----- EXTRACTED MATERIAL -----
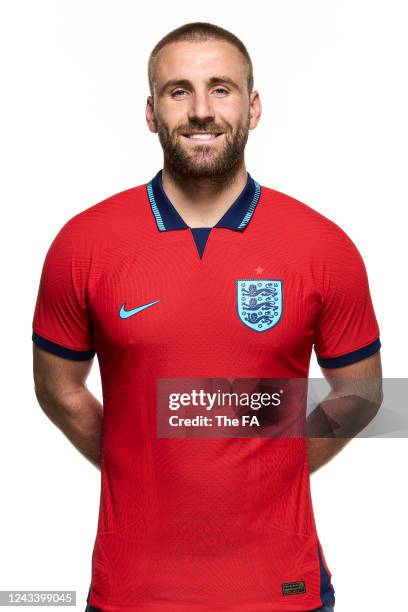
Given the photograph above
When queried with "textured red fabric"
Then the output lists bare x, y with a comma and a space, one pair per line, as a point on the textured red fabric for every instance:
194, 525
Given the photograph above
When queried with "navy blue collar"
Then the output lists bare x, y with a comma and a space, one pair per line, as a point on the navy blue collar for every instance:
237, 216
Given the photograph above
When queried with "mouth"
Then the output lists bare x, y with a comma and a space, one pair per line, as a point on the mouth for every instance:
202, 136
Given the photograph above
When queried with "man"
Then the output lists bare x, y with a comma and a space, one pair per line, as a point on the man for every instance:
-----
- _SET PROBLEM_
Output every line of the items above as a Markdown table with the columns "Number" and "Text," one row per line, numbered in order. Omit the picture and any blank lines.

- _TASK OUTPUT_
| Number | Text |
|---|---|
| 1 | Given the photograph above |
| 2 | When queried with "textured red fabric" |
| 3 | Then the output lists bare x, y with a comma and a space, one pair per line, as a point on the textured red fabric for every instance: |
| 4 | 194, 525 |
| 5 | Given the photograph above |
| 6 | When queried with "navy blue collar" |
| 7 | Then the output lists bare x, y with a comma and a space, one pair per line, as a point on the navy blue collar for every instance: |
| 8 | 237, 216 |
| 9 | Given the photograph above |
| 10 | When queried with "mouth" |
| 11 | Then the output lists bare x, y with a comma and a space, one pair per line, as a point on the mouth for every instance: |
| 12 | 202, 136 |
| 13 | Given the photograph above |
| 14 | When queried with "man" |
| 15 | Then the output lists bare x, y with a comma and a space, one pair per line, as a point on the man for every instance: |